• _Directive_
Revise the lines below, replacing "that would help me greatly" with "that would be very helpful" wherever it occurs and leaving everything else unchanged.

• _Records_
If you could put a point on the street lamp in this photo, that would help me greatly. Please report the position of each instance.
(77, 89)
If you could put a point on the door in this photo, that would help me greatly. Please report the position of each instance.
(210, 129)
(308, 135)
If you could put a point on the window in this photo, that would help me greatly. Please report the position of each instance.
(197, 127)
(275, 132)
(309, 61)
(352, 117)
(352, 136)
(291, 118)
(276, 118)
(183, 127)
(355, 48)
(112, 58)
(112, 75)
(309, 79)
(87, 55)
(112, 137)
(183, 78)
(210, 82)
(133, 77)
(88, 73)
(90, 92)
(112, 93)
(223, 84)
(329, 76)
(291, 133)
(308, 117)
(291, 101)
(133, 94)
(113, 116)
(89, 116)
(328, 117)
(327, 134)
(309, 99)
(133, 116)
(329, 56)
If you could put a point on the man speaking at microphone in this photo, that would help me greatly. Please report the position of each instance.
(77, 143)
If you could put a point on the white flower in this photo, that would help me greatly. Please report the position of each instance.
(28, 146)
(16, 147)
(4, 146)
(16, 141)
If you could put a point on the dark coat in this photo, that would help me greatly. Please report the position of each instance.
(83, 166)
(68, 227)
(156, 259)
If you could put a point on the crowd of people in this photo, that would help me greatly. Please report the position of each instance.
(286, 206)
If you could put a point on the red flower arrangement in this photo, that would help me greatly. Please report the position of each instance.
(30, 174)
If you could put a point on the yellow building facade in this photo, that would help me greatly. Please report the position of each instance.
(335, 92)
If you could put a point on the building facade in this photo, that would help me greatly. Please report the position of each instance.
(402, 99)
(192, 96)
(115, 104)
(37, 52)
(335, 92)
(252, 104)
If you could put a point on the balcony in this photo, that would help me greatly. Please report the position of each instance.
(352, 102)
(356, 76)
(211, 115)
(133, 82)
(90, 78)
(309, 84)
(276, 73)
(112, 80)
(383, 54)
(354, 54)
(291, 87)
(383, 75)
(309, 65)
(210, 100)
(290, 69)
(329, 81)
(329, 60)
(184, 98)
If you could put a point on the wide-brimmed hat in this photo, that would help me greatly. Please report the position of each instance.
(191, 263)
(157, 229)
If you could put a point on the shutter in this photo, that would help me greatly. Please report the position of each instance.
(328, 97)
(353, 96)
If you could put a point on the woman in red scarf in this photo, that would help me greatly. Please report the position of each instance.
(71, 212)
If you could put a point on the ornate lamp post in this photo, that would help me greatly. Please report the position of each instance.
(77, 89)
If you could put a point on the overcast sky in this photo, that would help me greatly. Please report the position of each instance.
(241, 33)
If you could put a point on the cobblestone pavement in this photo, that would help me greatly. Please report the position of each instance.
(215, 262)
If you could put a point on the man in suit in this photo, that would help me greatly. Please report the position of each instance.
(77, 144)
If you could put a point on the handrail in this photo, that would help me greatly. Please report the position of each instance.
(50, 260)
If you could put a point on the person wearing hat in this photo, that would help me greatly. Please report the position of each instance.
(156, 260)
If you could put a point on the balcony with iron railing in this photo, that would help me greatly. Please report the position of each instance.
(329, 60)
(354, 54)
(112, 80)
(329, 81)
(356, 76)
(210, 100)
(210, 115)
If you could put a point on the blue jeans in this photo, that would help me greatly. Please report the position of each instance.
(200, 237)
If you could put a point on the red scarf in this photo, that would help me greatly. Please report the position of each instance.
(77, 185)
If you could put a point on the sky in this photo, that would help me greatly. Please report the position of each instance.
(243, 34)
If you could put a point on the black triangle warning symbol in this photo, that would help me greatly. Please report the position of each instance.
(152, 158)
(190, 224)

• _Problem solution_
If you could put a point on the street lamp in this photo, that would be very helpful. Please report the position of each instance.
(77, 89)
If you could put a point on the door in this photo, that would be very helpful. Please report the position of each instance.
(210, 129)
(308, 135)
If you could put a point on the window in this photo, that would be very helpful. Please report the position of each instance.
(197, 127)
(275, 132)
(309, 61)
(352, 117)
(352, 136)
(291, 118)
(276, 118)
(183, 127)
(355, 48)
(112, 58)
(112, 75)
(309, 79)
(87, 55)
(112, 137)
(183, 78)
(210, 82)
(133, 77)
(88, 73)
(90, 92)
(112, 93)
(223, 84)
(329, 76)
(291, 133)
(308, 117)
(291, 101)
(133, 94)
(113, 116)
(89, 116)
(328, 117)
(327, 134)
(309, 99)
(133, 116)
(329, 56)
If you could put a point on the man speaking at microphone in this photo, that would be very helpful. Please report the position of each instance.
(77, 143)
If you could put a point on the white flower in this photo, that would be very helpful. Please report the position of each instance.
(28, 146)
(16, 147)
(4, 146)
(16, 141)
If you could put a point on the dark coat in this photo, that would be very helpful. Please report the position of each instance.
(83, 166)
(68, 227)
(156, 259)
If you could put a point on the crowd of people in this photo, that would be very helpful. Please report the position of each instance.
(286, 206)
If you could put a point on the red flower arrangement in this photo, that would be very helpful. Please report the position of each instance.
(30, 174)
If you could put a point on the yellow building facade in this photo, that would be very helpful. Please report the position of each instance.
(335, 92)
If you could put a point on the building facade in this photo, that would be very helpful. Please report the position of each instance.
(402, 99)
(192, 96)
(115, 104)
(37, 52)
(335, 92)
(252, 104)
If you could put a point on the balcony in this photo, that would be very helpful. Please report the position of each instance.
(352, 102)
(356, 76)
(211, 115)
(133, 82)
(90, 78)
(309, 84)
(276, 73)
(112, 80)
(383, 54)
(354, 54)
(291, 87)
(383, 75)
(309, 65)
(210, 100)
(290, 69)
(329, 81)
(329, 60)
(184, 98)
If you could put a point on the wide-brimmed hat in this photo, that would be very helpful. Please report the position of each instance.
(191, 263)
(157, 229)
If you could put a point on the shutter in this photo, that would be very helpful. Please report the position of each instance.
(328, 97)
(353, 96)
If you could put a point on the woman in red scarf in this photo, that would be very helpful. Please report the position of each instance.
(71, 212)
If you could put a point on the ornate lamp post in this photo, that would be very helpful. Please report the position of each instance.
(77, 89)
If you could put a point on the overcast sky in this photo, that would be very helpful. Please report the position of each instance.
(241, 33)
If you could put a point on the cobblestone pavement in this photo, that would be very helpful. Please report the position of each instance.
(215, 262)
If you could put a point on the man in suit in this photo, that would be very helpful. Please report the position of each instance.
(77, 144)
If you could put a point on the handrail in this photo, that would be very helpful. Please report the position of each instance.
(50, 260)
If you could put a point on the person wearing hat in this photo, that would be very helpful. Please report the position of each instance.
(156, 260)
If you could put a point on the balcony with iron railing in this photo, that would be very helpful. Please report the position of each instance.
(329, 60)
(354, 54)
(112, 80)
(329, 81)
(356, 76)
(210, 100)
(210, 115)
If you could put a point on the blue jeans in this photo, that would be very helpful. Please report the position of each instance.
(200, 237)
If you could put a point on the red scarf in this photo, that would be very helpful. Please report the position of each instance.
(77, 185)
If you could put a point on the sky in this photo, that would be very helpful. Please report the position of each instance.
(243, 34)
If you could put a point on the black triangle warning symbol in this photo, that would be very helpful. Please report the position of each instance.
(152, 158)
(190, 224)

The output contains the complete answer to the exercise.